> _Set task_
Reproduce every line of the data, starting with the first line and going on through the line with "point(1223, 485)", leaving none out. Shift both coordinates of each answer point by -52.

(Items from a dataset)
★ ★ ★ ★

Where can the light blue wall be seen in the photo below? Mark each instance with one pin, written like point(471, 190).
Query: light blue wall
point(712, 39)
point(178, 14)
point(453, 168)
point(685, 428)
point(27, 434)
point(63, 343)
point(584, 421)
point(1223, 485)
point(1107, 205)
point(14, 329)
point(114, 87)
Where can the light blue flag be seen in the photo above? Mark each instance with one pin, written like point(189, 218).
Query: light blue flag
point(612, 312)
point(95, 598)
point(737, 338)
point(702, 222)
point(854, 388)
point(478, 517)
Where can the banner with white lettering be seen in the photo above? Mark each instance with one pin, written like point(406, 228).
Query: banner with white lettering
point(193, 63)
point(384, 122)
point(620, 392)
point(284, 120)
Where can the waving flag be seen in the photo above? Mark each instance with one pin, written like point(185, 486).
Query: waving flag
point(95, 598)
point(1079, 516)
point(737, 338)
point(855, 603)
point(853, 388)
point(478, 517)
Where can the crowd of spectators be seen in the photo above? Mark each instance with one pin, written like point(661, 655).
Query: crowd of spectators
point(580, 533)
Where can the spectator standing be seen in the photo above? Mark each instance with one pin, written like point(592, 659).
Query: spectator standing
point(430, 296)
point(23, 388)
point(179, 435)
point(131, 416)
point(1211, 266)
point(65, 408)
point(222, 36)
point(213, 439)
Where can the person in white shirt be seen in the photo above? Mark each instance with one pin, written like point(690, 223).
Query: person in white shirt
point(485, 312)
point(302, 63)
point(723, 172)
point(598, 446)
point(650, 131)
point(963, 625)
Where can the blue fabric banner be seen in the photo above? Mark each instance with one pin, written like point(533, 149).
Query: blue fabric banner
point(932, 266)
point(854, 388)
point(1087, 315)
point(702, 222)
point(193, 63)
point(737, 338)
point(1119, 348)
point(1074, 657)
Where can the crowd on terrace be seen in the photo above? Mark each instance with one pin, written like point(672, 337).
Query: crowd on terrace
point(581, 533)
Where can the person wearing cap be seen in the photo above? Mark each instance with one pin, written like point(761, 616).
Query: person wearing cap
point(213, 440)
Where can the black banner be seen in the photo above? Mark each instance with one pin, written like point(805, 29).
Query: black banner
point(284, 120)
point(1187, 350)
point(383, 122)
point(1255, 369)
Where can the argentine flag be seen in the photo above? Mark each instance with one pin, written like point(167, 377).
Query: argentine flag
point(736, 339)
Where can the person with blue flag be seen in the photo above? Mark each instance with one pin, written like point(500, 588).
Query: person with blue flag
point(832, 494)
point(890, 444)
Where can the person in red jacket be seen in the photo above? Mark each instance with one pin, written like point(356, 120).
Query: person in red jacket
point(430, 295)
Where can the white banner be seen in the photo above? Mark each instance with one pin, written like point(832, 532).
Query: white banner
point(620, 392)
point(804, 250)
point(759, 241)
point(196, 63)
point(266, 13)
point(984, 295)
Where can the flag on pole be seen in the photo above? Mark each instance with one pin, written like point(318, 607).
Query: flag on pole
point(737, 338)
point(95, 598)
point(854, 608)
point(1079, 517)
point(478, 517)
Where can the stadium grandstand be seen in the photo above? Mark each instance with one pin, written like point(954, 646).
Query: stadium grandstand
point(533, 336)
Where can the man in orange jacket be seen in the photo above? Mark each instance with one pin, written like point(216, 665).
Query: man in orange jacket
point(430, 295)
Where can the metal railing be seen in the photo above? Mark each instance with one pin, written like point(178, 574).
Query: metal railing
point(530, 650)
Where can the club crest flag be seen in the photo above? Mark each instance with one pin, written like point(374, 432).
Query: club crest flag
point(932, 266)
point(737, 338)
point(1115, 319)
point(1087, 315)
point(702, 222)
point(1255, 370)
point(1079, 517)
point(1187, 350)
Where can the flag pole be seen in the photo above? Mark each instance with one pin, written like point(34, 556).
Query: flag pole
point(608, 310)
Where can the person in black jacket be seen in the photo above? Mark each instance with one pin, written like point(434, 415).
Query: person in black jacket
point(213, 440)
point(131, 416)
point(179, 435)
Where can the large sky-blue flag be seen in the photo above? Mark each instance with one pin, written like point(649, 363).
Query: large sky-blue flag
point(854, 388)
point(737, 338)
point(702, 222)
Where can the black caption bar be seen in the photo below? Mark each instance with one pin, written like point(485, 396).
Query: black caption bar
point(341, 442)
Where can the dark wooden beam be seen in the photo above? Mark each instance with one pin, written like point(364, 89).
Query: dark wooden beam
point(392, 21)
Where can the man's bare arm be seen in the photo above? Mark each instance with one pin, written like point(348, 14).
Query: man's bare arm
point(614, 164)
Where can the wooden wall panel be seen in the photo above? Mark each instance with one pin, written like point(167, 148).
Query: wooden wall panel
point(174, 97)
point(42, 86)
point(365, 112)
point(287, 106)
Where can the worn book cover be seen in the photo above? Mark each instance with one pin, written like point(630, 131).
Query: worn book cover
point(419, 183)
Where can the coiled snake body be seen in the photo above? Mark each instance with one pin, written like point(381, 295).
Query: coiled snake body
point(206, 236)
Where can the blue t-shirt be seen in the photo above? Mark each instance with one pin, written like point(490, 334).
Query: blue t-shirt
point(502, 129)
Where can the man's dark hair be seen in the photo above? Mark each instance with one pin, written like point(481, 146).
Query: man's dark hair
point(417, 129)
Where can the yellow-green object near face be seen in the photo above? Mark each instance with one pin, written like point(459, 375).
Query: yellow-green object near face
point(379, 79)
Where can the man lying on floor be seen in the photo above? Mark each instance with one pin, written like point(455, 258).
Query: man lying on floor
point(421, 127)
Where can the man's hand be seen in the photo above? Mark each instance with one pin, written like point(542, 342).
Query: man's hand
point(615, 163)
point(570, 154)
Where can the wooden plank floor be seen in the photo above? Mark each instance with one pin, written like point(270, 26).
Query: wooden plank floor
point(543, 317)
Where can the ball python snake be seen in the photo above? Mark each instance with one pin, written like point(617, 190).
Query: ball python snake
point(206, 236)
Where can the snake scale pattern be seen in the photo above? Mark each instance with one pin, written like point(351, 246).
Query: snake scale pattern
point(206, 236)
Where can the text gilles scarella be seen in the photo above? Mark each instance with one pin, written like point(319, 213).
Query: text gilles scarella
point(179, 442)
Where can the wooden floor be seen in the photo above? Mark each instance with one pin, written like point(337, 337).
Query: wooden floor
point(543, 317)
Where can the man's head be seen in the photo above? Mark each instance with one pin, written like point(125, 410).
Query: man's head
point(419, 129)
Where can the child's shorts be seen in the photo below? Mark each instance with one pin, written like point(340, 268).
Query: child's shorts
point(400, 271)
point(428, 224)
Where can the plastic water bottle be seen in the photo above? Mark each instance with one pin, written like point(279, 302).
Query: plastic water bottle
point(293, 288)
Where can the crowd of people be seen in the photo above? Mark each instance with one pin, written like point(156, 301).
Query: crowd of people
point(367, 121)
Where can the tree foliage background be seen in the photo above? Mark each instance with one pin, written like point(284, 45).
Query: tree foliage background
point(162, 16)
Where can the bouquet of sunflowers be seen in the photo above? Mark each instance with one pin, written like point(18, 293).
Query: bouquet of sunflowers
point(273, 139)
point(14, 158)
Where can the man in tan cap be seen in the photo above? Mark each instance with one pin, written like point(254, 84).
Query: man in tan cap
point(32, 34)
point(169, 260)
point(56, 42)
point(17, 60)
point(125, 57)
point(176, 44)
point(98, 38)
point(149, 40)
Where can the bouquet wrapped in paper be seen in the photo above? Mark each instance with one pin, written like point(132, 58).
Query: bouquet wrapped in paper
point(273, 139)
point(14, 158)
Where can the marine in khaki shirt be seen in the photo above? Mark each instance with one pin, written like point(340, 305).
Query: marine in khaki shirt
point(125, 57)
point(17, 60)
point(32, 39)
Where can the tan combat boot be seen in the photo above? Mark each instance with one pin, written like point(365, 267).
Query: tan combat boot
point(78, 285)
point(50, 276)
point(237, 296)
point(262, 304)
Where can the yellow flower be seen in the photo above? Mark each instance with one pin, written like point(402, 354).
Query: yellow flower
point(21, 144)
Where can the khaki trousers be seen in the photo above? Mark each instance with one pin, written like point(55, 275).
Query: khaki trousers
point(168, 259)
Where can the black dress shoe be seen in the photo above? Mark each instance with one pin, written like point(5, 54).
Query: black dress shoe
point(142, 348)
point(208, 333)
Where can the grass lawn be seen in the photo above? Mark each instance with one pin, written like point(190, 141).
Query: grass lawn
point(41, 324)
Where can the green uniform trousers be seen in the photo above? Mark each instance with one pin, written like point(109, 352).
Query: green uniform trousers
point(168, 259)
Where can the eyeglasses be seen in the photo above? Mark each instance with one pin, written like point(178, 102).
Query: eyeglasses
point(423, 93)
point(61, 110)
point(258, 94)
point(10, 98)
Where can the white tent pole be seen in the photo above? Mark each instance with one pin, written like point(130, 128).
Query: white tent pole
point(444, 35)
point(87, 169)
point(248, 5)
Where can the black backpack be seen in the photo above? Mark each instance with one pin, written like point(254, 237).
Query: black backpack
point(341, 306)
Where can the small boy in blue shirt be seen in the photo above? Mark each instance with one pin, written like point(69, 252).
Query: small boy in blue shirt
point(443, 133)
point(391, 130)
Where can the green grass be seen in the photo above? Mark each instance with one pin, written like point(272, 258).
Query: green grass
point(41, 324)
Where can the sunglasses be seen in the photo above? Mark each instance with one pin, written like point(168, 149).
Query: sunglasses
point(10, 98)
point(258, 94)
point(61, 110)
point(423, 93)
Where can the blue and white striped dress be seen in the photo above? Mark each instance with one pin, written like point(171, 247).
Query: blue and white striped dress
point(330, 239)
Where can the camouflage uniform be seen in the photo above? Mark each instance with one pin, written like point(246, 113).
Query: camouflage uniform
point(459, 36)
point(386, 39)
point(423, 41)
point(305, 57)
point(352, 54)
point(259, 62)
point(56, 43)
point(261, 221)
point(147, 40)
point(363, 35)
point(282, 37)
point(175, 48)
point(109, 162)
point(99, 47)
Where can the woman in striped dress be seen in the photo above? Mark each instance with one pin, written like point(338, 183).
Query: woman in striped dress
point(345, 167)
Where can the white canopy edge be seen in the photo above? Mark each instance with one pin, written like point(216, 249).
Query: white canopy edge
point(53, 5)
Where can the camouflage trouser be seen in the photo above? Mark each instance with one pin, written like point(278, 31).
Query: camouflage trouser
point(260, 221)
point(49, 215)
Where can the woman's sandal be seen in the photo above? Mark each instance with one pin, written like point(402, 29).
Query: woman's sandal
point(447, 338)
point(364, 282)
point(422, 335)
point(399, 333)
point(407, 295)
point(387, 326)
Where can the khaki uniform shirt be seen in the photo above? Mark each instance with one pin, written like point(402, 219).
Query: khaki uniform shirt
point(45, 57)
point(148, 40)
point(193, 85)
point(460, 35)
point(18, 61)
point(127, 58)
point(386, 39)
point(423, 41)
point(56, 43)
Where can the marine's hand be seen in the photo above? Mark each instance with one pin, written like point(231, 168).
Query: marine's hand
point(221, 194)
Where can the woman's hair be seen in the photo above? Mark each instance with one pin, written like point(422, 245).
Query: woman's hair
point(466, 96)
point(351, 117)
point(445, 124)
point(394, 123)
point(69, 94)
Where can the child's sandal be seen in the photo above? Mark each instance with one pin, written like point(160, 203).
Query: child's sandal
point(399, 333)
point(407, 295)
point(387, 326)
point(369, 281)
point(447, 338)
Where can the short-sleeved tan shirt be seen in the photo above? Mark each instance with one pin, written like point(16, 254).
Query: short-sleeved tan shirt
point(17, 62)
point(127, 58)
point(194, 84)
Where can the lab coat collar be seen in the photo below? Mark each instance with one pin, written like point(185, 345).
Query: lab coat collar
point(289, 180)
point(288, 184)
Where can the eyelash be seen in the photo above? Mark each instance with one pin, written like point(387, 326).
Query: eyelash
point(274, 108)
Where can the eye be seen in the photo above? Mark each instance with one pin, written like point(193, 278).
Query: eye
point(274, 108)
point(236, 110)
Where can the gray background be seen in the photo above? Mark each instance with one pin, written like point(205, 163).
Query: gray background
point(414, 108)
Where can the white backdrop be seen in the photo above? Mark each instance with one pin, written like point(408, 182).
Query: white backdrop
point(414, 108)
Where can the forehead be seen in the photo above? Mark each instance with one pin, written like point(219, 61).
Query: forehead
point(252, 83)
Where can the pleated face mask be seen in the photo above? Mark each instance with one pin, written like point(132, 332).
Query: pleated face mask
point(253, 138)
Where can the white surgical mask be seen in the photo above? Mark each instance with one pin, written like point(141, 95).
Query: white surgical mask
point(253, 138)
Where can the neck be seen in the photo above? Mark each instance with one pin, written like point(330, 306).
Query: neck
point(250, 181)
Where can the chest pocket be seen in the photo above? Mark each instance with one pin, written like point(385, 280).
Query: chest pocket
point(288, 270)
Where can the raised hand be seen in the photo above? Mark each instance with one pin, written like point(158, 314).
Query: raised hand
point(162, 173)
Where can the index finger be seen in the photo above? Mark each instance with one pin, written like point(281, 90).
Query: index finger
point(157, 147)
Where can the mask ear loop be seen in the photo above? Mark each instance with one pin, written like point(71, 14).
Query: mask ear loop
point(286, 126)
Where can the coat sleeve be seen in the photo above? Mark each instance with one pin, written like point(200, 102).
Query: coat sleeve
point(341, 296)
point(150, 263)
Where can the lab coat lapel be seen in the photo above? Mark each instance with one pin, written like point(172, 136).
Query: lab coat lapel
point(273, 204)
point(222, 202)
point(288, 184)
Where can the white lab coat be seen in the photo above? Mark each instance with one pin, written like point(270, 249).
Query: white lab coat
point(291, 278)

★ ★ ★ ★

> _Solved exercise_
Where can the light blue wall be seen in the photo below? Mark each instance with one pin, written like point(471, 190).
Query: light blue wall
point(660, -13)
point(126, -38)
point(401, 116)
point(633, 376)
point(-25, 382)
point(11, 291)
point(532, 369)
point(1171, 433)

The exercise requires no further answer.